▶ _Task prompt_
Collect every line in the data below that contains the word "eyebrow", and copy each one in full.

▶ _Exercise material_
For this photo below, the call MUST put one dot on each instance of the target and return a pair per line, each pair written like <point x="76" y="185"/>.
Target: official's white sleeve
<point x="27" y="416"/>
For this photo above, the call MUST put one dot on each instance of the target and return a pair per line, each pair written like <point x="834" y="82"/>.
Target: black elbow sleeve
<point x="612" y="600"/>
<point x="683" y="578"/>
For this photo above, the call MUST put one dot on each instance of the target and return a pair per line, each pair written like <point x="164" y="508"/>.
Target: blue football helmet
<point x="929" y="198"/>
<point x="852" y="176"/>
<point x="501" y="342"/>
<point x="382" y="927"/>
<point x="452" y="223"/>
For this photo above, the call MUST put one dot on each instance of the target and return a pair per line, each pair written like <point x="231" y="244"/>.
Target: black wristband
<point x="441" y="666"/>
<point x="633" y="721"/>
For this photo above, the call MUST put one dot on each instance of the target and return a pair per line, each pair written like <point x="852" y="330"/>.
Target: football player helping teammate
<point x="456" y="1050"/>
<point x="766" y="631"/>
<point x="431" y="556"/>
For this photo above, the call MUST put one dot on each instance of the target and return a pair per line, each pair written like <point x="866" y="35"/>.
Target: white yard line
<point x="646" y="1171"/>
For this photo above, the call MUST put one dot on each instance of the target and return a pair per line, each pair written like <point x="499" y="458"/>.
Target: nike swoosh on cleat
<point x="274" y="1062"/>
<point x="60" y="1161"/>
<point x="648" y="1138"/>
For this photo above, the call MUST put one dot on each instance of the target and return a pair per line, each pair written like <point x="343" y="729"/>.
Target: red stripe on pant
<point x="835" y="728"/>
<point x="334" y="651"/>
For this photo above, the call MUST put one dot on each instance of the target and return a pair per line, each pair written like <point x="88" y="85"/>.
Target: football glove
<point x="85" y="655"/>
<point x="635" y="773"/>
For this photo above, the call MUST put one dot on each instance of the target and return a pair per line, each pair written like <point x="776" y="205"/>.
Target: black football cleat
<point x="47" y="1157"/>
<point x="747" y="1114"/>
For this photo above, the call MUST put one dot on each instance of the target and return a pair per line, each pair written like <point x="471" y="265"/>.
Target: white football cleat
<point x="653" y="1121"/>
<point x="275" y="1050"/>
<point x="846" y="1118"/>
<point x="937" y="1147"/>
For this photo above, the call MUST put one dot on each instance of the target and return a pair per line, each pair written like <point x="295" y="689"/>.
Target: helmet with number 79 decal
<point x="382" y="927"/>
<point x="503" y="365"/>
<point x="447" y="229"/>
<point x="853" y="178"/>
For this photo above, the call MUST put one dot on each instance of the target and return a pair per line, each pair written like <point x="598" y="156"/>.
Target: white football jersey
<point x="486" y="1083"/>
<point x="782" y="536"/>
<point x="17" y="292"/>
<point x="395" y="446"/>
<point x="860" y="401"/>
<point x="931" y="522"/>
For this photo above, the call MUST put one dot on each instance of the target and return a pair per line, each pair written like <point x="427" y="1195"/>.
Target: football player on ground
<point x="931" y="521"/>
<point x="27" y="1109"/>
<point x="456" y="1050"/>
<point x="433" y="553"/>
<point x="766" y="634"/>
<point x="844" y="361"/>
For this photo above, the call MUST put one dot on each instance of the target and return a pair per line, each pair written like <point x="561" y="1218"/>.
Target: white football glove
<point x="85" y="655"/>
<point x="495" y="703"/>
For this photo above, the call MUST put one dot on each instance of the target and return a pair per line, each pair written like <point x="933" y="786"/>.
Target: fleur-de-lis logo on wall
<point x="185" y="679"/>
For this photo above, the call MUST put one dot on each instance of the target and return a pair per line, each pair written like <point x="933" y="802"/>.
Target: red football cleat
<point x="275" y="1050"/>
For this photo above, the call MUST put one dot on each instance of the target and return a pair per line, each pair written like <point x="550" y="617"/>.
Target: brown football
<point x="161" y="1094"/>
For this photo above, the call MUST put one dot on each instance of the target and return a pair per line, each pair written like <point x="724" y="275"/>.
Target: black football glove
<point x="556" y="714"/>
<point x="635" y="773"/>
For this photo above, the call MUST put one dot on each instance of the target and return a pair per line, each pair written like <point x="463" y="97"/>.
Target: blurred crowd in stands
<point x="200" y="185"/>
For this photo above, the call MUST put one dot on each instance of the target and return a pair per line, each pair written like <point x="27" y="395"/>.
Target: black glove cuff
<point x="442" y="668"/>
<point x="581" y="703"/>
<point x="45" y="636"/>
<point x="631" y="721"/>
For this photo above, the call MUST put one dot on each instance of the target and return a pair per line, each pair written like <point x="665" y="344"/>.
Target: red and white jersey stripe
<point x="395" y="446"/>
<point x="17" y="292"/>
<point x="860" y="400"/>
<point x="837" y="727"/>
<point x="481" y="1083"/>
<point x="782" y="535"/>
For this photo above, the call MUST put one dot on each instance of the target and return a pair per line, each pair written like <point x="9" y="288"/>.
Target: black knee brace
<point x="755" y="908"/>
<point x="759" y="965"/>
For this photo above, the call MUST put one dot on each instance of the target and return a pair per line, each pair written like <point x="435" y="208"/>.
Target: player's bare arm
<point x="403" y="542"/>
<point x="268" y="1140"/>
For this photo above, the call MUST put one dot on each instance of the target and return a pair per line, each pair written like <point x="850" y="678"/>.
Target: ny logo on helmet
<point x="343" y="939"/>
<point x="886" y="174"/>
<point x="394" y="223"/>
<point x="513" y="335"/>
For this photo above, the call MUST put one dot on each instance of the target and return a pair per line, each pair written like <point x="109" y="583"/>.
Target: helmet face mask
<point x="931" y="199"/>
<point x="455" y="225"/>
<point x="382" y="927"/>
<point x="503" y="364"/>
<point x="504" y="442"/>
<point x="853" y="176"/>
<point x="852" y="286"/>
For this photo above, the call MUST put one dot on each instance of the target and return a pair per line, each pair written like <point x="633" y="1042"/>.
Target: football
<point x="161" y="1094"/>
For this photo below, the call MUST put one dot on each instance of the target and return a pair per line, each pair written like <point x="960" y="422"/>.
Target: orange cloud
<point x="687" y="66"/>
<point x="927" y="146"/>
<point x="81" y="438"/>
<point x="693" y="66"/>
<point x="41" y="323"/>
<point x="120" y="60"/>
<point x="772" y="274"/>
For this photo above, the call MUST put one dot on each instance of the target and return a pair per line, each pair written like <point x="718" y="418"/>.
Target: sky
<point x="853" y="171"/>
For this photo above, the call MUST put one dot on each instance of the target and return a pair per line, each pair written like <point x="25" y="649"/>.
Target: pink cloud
==
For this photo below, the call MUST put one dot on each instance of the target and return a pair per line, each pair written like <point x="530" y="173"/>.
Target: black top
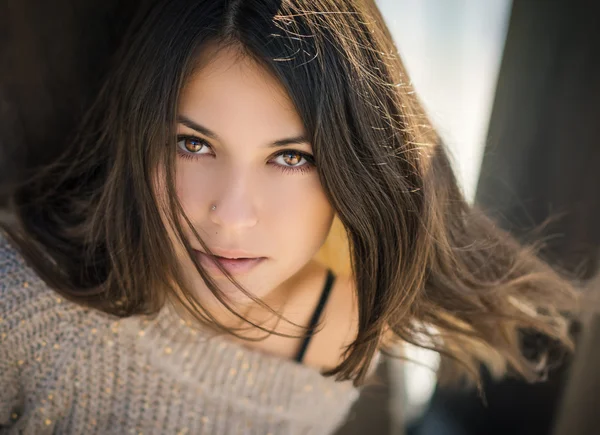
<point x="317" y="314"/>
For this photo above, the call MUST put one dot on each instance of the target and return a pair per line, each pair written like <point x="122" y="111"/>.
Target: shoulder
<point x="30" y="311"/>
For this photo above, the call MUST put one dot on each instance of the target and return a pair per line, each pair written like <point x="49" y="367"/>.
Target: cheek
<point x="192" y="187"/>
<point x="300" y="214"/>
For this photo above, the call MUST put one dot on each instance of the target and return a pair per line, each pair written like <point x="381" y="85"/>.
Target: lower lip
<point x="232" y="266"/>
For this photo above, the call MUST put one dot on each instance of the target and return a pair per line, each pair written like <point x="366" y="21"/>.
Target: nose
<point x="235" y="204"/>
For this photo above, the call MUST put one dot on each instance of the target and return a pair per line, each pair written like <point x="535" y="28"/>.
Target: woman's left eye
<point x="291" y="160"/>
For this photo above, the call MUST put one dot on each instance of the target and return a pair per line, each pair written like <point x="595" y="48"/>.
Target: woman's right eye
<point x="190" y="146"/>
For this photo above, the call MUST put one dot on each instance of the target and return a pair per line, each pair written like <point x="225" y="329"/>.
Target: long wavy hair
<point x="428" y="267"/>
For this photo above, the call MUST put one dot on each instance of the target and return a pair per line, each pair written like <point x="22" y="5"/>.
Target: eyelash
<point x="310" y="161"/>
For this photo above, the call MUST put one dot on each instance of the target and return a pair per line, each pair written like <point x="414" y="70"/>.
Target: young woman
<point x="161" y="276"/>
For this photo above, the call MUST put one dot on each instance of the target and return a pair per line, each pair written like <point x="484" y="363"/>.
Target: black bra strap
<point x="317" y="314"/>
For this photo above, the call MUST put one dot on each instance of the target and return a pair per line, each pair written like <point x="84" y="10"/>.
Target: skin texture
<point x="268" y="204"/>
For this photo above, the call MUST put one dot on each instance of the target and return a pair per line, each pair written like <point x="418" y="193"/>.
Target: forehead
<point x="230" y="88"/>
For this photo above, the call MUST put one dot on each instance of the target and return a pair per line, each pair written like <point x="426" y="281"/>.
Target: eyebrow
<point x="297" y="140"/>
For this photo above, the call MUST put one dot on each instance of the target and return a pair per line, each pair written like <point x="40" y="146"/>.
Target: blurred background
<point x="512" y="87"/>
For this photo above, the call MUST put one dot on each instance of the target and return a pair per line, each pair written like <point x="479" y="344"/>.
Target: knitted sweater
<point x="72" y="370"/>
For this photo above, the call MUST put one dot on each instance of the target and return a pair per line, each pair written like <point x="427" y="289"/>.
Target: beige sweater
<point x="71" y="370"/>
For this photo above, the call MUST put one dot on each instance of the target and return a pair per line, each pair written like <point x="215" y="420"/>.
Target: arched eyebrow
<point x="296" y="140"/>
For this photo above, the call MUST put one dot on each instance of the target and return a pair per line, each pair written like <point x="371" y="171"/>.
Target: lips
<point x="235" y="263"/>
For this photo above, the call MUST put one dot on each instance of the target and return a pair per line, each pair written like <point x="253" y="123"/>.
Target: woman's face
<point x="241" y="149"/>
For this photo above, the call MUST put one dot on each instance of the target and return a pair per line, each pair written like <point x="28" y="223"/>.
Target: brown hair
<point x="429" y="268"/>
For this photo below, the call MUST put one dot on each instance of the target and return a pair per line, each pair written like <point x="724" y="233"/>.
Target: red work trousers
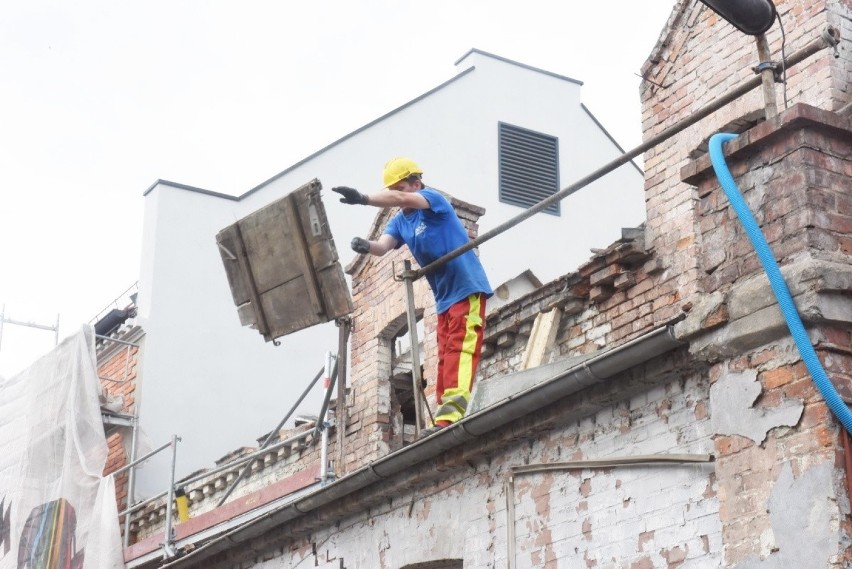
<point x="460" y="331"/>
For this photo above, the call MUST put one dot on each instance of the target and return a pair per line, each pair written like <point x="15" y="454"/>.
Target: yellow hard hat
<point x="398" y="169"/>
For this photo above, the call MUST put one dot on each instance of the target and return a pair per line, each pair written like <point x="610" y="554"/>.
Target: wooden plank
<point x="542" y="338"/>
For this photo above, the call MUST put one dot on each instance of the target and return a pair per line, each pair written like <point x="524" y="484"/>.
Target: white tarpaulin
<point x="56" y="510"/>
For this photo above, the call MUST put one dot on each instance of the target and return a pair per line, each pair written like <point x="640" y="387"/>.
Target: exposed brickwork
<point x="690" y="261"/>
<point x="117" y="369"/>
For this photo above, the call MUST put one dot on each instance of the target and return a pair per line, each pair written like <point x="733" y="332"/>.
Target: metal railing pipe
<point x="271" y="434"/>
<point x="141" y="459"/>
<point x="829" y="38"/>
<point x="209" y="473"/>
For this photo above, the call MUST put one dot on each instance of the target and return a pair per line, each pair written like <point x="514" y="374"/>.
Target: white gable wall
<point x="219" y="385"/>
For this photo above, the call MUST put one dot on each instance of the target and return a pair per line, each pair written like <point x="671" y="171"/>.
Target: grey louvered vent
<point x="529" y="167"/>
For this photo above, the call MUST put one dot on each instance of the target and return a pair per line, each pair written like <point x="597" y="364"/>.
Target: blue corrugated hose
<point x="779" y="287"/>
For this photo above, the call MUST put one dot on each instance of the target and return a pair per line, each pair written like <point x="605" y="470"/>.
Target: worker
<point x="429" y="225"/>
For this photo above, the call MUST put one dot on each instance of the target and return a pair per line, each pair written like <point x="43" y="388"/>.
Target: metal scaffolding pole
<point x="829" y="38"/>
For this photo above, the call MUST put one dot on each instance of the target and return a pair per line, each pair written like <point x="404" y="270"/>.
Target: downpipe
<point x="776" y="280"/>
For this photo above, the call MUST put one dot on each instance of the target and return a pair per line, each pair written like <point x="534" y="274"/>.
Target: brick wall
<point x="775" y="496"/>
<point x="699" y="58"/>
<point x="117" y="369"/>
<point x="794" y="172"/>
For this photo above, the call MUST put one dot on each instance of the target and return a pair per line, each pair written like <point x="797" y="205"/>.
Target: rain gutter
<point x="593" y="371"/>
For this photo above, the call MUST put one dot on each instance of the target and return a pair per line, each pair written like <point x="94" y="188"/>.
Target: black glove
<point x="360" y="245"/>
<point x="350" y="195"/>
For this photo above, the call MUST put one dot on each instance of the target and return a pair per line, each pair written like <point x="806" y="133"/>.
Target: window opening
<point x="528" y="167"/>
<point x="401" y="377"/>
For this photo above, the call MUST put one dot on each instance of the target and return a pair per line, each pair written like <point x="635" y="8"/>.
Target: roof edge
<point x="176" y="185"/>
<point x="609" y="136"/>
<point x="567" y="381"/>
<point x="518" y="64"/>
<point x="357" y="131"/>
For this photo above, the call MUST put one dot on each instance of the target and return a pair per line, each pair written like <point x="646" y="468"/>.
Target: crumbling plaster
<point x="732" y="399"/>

▶ _Task answer_
Target: eyebrow
Target: arched eyebrow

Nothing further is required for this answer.